◆ **Dataset rows**
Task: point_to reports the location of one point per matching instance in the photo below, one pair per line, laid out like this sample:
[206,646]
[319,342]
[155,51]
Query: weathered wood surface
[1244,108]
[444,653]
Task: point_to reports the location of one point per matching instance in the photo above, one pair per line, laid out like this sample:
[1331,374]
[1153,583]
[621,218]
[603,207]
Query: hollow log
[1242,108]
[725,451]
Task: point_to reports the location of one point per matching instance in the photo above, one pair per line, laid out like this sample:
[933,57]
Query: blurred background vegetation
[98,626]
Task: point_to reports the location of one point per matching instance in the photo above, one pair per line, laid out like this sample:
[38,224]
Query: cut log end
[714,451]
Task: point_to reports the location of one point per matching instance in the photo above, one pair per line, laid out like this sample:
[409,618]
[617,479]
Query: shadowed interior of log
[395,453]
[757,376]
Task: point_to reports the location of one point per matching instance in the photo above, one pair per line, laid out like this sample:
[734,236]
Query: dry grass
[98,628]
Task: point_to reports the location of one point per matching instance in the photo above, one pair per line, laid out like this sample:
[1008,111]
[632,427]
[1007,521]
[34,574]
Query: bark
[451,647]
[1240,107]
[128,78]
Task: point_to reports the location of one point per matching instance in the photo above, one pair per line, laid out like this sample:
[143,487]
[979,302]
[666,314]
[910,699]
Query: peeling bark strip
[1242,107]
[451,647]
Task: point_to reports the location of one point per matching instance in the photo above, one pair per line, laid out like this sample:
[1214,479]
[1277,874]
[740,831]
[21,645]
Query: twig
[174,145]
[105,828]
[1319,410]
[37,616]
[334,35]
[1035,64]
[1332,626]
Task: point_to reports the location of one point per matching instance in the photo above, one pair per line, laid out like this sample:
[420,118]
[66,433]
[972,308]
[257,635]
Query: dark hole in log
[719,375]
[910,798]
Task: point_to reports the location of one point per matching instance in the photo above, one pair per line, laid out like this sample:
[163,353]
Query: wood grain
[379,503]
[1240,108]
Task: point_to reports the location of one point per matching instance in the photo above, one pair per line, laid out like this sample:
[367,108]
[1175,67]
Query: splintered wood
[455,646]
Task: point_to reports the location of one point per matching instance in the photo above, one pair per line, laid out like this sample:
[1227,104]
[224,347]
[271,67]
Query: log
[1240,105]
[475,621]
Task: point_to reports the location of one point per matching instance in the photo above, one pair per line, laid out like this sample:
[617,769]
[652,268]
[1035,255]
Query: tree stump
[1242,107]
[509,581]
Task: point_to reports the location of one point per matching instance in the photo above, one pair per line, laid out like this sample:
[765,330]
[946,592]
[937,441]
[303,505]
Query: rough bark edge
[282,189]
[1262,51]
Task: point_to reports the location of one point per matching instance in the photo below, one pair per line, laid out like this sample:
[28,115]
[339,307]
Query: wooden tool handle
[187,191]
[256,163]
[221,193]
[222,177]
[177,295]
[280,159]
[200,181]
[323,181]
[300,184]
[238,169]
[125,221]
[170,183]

◆ **Aim of the exercise**
Take the entries and copy them out exactly.

◆ **The completed task**
Task: point_to reports the location of one point per matching instance in the photo below, one pair per line, laid out like this sample:
[206,646]
[319,342]
[155,51]
Query: weathered wood surface
[1244,108]
[444,653]
Task: point_to reports the location of one point per matching instance in the photo above, one pair per line, laid out like this sample:
[1331,374]
[1153,583]
[621,218]
[603,207]
Query: hollow log
[1242,108]
[725,451]
Task: point_to reports the location of one point per matching instance in the photo above, one pair per line, laid out like this sample:
[933,57]
Query: blurred background vegetation
[98,626]
Task: point_to reports the location of one point per matching instance in the photo above, one pair per line, laid out like this sample:
[38,224]
Query: cut log end
[714,451]
Task: point_to reports the location of one point per matching instance in the photo above, one pair per line, laid out like this sample:
[409,618]
[617,479]
Query: shadowed interior of log
[395,453]
[757,376]
Task: point_to reports the location of one point per matching instance in the photo above, one pair per line, laid out like this sample:
[734,236]
Query: dry grass
[98,628]
Task: point_to reports the location of one point per matching instance in the photo above, one pair per line, laid out like this sample:
[1008,111]
[632,427]
[1007,521]
[34,574]
Query: bark
[451,647]
[1240,107]
[128,78]
Task: point_to reports the location of one point per matching instance in the photo above, one pair per line, laid out like this sample:
[143,487]
[979,302]
[666,314]
[910,699]
Query: peeling bark strip
[1242,107]
[451,647]
Task: point_to reports the location of one point per matching instance in the photo above, one pair per line, laid out like this sample:
[1214,479]
[1277,874]
[740,831]
[21,645]
Query: twig
[174,145]
[105,828]
[1319,410]
[37,616]
[334,35]
[1035,64]
[1332,626]
Task: point_to reports the location of one point per matching instance in the photo above, one pair per line, laid out like this sample:
[420,118]
[66,433]
[972,308]
[257,635]
Query: dark hole in log
[719,375]
[910,798]
Task: point_to reports the location of one point per matching instance in the photo above, one pair per line, laid out like this sample:
[163,353]
Query: wood grain
[379,503]
[1240,108]
Task: point_to reports the location of one point per matching instance in the photo above, one pair per line, laid out like this sample:
[367,108]
[1175,67]
Query: splintered wood
[455,646]
Task: point_to reports the location of one point per matching instance in the photo above, one pair per line, laid out like this sample:
[1227,104]
[224,347]
[271,67]
Query: log
[1240,105]
[475,621]
Task: point_to reports the location of one point per matching instance in the photo above, one pair per line, laid out like this sample:
[617,769]
[652,268]
[1035,255]
Query: tree stump
[1242,107]
[509,581]
Task: point_to reports the location of one point per matching instance in the photo above, one pair per line, laid out like this sample:
[765,330]
[946,592]
[937,441]
[303,505]
Query: rough bark edge
[282,189]
[1262,51]
Task: point_to reports the location of one point per matching instance in the photo below, one pair per line, laid out like this sample:
[28,115]
[339,307]
Query: wooden tool handle
[187,191]
[256,163]
[221,193]
[222,177]
[177,295]
[280,159]
[200,181]
[323,181]
[300,184]
[238,169]
[125,221]
[170,183]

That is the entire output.